* **Texte extrait**:
***
# Carte graphique AGP plus performante pour un PM G5 bi-2ghz



## vg93179 (31 Août 2008)

Salut à tous. 

Ca fait quelques temps que je constate que ma carte graphique, une ATI 9600XT en AGP, est un peu juste pour travailler confortablement sur quelques applis... (et principalement sur aperture... ) 
J'ai donc envie de la changer... d'autant que le G5 tient toujours bien la route à côté de ça ! 

Problème, les standarts ont changé, et les cartes vidéos sont maintenant en PCI-express... ce qui réduit le choix en AGP... 
Je lorgnais du côté des ATI X800XT, mais impossible d'en trouver une dispo... 
Ou du côté des Gforce 6800, mais là non plus, pas trouvé... 
Les seules que j'ai déniché (macway, owc..), ce sont des 9800 pro, mais j'ai peur que l'investissement n'en vaille pas vraiment la peine comparé à ma 9600 xt.. 

Avez vous des pistes de revendeur qui ont en dispo des cartes puissantes en AGP pour mac  ?  

Merci d'avance


----------



## macinside (31 Août 2008)

une 6800 sur ebay


----------



## vg93179 (31 Août 2008)

Merci ! j'avais pas cherché la 6800 sur ebay tiens ! Un peu chère, mais je pense que ca se trouve  pas beaucoup en dessous.. 
T'en penses quoi d'acheter une carte graphique sur ebay, pas trop risqué ?


----------



## fransoi5978 (14 Septembre 2008)

J'ai vendu une ATI Radeon X800Xt à 200&#8364; sur eBay aucun soucis. Je pense que tu peux en trouver à moins de 200&#8364;.
Sinon ici il y a un petit comparatif des carte AGP pour G5.


----------



## vg93179 (23 Septembre 2008)

Bon, j'ai fini par acheter une 6800 ultra flashee. 
Seul soucis, sur ce type de carte flashee, il faut un cable en y pour alimenter la carte. 
J'ai bien eu ce cable, fourni avec la carte, mais je n'ai pas trouvé où le brancher dans le G5...
***
* **Données extraites**:

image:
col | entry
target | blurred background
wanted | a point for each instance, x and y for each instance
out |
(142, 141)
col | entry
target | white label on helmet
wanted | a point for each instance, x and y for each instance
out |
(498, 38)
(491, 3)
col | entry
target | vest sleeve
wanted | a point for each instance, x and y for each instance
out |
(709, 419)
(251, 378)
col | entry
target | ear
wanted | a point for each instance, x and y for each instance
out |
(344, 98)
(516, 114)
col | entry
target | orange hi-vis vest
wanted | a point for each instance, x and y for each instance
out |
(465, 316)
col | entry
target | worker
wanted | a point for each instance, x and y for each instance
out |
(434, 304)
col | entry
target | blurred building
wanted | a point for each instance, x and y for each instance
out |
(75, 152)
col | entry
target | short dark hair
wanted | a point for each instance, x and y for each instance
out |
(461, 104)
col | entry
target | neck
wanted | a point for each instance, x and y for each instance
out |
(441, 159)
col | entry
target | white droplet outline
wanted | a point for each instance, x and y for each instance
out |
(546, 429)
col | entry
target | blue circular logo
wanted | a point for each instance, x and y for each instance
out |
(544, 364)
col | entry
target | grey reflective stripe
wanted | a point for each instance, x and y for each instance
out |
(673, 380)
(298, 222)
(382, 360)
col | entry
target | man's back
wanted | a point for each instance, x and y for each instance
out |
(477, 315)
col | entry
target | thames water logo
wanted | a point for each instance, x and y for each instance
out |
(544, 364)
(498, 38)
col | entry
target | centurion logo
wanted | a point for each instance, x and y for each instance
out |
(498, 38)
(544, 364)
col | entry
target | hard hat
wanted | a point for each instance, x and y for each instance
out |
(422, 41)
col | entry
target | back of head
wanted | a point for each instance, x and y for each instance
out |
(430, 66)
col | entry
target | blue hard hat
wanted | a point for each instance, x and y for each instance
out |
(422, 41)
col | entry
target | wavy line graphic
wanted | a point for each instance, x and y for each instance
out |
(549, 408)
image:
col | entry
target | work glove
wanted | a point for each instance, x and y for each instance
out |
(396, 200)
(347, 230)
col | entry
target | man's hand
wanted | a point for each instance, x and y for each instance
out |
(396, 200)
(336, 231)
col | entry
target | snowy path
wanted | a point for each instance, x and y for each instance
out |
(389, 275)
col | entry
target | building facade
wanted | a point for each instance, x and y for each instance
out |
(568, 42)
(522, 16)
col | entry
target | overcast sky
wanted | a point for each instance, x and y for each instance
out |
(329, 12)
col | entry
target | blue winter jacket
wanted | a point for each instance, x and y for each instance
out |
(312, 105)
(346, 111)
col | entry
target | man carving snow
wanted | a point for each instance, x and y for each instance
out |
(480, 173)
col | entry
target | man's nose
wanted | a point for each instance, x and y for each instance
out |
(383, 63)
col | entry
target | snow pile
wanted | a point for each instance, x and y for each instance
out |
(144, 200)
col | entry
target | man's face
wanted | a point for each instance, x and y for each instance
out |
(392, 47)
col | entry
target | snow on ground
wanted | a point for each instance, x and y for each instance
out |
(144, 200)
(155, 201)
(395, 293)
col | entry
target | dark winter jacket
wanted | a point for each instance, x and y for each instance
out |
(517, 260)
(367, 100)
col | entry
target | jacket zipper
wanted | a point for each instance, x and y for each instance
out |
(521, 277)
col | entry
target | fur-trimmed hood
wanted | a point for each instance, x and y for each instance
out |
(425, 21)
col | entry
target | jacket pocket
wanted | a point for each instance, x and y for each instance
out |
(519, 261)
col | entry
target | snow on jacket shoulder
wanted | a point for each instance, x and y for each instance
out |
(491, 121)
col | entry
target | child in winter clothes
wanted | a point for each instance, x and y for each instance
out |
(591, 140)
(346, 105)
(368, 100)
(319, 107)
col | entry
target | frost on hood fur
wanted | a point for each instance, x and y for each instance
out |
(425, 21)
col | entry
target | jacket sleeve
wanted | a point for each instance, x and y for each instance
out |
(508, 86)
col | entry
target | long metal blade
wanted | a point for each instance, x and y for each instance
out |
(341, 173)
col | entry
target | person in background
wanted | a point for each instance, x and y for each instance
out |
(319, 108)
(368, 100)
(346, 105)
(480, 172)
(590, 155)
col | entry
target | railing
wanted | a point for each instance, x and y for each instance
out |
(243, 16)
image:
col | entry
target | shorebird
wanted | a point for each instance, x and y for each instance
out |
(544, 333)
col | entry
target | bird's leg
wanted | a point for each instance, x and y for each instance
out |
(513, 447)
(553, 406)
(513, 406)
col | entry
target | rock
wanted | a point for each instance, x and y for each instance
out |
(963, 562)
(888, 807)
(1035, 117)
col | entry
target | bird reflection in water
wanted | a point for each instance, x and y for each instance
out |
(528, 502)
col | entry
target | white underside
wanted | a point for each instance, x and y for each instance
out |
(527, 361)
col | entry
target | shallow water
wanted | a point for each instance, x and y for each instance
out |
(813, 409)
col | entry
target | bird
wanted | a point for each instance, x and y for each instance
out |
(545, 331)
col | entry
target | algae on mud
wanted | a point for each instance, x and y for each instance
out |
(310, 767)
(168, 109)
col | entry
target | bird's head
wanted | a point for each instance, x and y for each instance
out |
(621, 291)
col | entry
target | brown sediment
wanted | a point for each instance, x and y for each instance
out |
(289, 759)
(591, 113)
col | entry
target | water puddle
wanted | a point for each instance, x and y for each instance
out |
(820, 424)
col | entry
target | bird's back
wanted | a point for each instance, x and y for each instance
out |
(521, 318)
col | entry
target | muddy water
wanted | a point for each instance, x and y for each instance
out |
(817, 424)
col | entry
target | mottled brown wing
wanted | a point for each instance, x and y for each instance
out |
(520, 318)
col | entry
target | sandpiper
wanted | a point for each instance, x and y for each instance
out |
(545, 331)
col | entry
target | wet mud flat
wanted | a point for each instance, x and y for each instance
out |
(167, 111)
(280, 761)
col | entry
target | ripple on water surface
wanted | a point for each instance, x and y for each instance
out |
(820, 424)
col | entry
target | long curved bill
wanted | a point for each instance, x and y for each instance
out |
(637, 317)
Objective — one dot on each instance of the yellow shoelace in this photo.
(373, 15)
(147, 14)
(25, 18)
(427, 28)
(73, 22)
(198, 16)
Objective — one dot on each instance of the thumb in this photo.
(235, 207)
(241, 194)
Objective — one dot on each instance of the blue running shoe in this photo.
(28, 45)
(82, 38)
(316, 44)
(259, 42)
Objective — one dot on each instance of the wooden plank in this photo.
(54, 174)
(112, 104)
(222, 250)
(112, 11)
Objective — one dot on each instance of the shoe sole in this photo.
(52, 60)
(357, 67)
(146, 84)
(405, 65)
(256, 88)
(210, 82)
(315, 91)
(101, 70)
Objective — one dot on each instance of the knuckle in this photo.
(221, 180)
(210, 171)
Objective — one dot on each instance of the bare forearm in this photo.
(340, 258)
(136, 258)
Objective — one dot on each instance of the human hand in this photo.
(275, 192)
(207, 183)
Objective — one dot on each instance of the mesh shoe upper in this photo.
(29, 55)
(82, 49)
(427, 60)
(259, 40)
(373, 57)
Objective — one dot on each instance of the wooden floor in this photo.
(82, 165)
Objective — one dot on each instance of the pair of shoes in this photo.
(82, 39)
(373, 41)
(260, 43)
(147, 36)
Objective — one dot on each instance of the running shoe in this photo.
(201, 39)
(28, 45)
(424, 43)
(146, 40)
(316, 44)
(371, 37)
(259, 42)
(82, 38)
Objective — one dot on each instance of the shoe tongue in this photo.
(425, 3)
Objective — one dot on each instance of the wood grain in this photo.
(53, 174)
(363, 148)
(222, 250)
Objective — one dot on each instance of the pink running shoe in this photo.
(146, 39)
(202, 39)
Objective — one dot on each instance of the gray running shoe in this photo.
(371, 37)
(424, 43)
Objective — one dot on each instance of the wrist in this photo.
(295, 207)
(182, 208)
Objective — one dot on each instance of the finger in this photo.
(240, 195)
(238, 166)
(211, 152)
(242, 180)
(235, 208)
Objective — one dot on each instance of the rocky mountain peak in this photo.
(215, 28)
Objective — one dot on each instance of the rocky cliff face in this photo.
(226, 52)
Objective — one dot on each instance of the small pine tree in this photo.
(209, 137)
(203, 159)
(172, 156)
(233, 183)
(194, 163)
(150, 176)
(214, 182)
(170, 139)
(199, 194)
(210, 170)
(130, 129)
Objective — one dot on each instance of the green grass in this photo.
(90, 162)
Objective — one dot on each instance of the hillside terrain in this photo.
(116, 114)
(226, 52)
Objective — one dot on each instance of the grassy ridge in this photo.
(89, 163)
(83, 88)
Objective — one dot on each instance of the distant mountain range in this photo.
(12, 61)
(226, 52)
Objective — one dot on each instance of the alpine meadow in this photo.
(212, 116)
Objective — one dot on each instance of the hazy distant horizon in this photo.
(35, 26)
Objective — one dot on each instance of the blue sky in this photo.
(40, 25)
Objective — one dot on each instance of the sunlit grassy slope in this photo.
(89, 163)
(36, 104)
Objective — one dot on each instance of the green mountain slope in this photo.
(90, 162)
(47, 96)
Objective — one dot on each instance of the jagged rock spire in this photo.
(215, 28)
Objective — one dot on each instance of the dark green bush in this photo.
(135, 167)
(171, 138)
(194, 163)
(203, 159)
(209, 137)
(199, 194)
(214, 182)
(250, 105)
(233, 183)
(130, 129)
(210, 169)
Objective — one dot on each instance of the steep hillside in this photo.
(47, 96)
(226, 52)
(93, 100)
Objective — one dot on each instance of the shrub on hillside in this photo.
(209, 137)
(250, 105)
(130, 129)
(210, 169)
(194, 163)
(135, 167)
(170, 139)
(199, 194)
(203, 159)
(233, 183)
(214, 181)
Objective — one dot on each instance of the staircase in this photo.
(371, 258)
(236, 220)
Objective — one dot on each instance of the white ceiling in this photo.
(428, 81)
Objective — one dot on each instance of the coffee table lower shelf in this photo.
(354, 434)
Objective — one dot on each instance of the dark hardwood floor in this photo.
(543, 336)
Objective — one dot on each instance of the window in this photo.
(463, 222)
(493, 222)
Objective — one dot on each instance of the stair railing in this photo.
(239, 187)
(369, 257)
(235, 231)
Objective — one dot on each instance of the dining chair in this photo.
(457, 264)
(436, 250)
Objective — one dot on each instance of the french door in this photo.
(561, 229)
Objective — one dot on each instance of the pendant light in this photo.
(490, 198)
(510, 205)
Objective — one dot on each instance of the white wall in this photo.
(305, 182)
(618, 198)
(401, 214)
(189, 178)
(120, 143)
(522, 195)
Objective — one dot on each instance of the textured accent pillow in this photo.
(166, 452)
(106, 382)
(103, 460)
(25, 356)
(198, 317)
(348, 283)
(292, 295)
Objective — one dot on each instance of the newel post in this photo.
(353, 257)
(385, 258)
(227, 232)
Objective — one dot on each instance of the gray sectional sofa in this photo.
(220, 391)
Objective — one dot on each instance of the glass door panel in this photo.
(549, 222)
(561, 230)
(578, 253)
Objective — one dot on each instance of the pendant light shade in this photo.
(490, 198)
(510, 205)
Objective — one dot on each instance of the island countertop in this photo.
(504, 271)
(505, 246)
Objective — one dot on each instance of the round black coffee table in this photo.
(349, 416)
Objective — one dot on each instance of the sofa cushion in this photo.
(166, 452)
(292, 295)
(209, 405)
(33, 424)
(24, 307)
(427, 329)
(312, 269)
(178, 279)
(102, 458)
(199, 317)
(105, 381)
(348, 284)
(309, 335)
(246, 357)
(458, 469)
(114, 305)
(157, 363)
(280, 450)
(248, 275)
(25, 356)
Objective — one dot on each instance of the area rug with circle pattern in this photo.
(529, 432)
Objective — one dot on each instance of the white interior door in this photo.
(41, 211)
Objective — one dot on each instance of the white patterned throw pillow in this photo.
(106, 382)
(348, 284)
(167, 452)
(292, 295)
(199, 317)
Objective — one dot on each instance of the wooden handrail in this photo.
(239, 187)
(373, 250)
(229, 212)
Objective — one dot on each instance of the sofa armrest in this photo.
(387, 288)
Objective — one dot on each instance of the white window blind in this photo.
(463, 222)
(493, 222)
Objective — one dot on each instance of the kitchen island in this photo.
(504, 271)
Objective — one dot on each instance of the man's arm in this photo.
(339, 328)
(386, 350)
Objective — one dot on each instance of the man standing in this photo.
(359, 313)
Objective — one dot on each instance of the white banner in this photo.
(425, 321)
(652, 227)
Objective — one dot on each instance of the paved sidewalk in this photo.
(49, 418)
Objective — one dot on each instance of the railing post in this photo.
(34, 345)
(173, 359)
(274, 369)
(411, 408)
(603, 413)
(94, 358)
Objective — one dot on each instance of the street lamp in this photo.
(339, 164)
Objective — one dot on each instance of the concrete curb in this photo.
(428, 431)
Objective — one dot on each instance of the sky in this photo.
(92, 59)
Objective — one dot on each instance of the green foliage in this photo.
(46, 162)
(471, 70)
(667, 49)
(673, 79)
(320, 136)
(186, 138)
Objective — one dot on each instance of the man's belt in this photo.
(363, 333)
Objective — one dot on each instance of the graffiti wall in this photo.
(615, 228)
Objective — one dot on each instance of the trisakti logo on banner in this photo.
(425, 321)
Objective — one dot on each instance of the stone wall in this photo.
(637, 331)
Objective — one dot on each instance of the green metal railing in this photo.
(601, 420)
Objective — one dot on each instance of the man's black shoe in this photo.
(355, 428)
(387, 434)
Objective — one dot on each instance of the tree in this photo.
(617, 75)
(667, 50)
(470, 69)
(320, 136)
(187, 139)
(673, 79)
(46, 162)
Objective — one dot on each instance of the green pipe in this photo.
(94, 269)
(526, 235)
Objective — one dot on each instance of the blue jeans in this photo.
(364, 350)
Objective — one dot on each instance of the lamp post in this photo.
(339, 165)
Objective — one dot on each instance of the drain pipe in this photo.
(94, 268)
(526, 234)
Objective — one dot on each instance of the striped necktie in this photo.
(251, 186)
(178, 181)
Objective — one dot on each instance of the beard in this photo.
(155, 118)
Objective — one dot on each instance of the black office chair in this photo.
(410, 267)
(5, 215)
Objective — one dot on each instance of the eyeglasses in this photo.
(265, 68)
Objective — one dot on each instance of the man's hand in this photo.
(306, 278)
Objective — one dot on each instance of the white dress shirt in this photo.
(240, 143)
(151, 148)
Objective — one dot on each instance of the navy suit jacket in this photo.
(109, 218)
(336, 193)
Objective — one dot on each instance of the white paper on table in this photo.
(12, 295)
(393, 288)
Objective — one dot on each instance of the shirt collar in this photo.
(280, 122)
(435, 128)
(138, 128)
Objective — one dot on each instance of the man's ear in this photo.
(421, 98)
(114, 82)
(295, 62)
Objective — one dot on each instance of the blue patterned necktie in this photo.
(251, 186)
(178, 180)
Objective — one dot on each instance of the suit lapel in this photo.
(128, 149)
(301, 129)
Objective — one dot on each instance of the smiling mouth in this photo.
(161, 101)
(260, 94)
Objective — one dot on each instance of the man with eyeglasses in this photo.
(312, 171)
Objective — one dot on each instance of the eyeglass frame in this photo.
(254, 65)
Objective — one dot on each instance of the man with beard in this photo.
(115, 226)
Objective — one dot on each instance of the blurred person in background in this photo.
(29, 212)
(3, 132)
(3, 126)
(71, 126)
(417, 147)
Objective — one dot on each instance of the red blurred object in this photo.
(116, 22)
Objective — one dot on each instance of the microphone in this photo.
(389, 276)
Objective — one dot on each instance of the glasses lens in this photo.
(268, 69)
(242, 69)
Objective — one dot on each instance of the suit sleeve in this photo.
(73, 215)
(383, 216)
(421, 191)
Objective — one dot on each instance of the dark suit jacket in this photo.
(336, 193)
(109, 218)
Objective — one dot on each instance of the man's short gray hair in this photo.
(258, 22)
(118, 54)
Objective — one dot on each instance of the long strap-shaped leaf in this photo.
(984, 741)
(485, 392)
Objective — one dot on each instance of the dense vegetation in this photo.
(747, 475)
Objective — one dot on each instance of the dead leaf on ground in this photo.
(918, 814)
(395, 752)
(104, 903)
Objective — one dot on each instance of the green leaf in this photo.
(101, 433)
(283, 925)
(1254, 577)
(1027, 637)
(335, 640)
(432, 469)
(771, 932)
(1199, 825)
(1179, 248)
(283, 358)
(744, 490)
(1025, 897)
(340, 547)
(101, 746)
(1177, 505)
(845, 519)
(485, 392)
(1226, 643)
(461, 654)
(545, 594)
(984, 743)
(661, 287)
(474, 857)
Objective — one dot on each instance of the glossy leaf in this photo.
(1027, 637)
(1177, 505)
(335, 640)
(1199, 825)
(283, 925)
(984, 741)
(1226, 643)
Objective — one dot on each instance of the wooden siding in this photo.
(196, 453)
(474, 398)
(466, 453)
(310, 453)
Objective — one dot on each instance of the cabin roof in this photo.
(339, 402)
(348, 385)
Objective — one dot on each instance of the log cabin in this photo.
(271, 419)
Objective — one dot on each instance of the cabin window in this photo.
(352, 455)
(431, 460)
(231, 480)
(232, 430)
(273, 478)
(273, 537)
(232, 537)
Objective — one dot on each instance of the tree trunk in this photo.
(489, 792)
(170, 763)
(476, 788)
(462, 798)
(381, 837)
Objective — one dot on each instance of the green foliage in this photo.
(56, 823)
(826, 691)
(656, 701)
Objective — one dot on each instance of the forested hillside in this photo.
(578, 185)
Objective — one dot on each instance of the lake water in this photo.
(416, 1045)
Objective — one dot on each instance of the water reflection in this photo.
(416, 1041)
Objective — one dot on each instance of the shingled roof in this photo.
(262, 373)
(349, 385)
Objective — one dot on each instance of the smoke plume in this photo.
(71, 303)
***
* **Consigne**: Rédigez la suite de la discussion sur la carte graphique AGP pour le G5, en commençant juste après sa dernière phrase. Les lignes placées après la discussion proviennent d'une autre source.

* **Réponse**:
Le bout du cable est de ceux qu'on trouve dans les PC, avec 6 gros pic mâles dans un rectangle de plastic.
Je sais pas comment faire.... 
Une idée ?


----------



## fransoi5978 (24 Septembre 2008)

Il faut le brancher sur l'alim du lecteur de CD.


----------



## vg93179 (24 Septembre 2008)

fransoi5978 a dit:


> Il faut le brancher sur l'alim du lecteur de CD.



Merci, j'avais eu l'info entre temps... 

Malheureusement, la carte ne fonctionne pas... pour des raisons inexpliquées... 
J'ai fais un reset de la ram video, mais ca n'a rien donné...


----------



## fransoi5978 (25 Septembre 2008)

Sinon tu peux essayer de la reflasher. (si tu as un PC avec des ports AGP) Pour ma part j'ai une carte à flasher mais pas de PC !


----------



## vg93179 (26 Septembre 2008)

fransoi5978 a dit:


> Sinon tu peux essayer de la reflasher. (si tu as un PC avec des ports AGP) Pour ma part j'ai une carte à flasher mais pas de PC !


j'ai plus de PC ... malheureusement... ou pas


----------



## vg93179 (8 Novembre 2008)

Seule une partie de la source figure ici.